BEGIN RECORDS TO PROCESS
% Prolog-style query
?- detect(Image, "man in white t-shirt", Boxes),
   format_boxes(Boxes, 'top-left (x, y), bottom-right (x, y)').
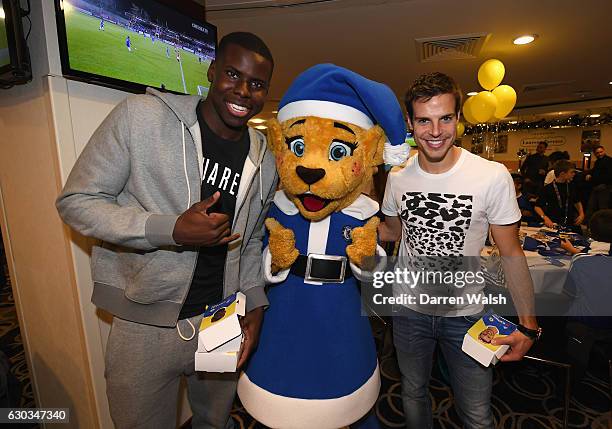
top-left (379, 73), bottom-right (541, 428)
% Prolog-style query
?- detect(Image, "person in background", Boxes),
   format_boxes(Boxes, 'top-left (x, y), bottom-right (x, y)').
top-left (534, 160), bottom-right (584, 233)
top-left (544, 150), bottom-right (569, 186)
top-left (587, 145), bottom-right (612, 187)
top-left (378, 73), bottom-right (541, 429)
top-left (561, 209), bottom-right (612, 255)
top-left (56, 33), bottom-right (277, 429)
top-left (512, 173), bottom-right (537, 222)
top-left (521, 141), bottom-right (548, 194)
top-left (586, 184), bottom-right (612, 222)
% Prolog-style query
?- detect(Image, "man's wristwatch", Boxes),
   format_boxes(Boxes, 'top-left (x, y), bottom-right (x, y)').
top-left (516, 323), bottom-right (542, 341)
END RECORDS TO PROCESS
Lay out every line of the records above as a numbered list, leaving out blank lines and the picture.

1. % Prolog-style query
2. ?- detect(Image, "man in white t-shirt", Boxes),
3.    format_boxes(Boxes, 'top-left (x, y), bottom-right (x, y)').
4. top-left (379, 73), bottom-right (541, 428)
5. % Prolog-style query
6. ?- detect(Image, "person in background", Boxes),
7.    format_boxes(Boxes, 'top-left (x, y), bottom-right (x, y)').
8. top-left (534, 160), bottom-right (584, 233)
9. top-left (544, 150), bottom-right (569, 186)
10. top-left (587, 145), bottom-right (612, 187)
11. top-left (378, 73), bottom-right (541, 429)
12. top-left (561, 209), bottom-right (612, 255)
13. top-left (56, 33), bottom-right (277, 429)
14. top-left (512, 173), bottom-right (537, 222)
15. top-left (521, 141), bottom-right (548, 194)
16. top-left (586, 184), bottom-right (612, 222)
17. % Prolog-style query
18. ?- detect(Image, "man's wristwatch", Boxes),
19.    format_boxes(Boxes, 'top-left (x, y), bottom-right (x, y)').
20. top-left (516, 323), bottom-right (542, 341)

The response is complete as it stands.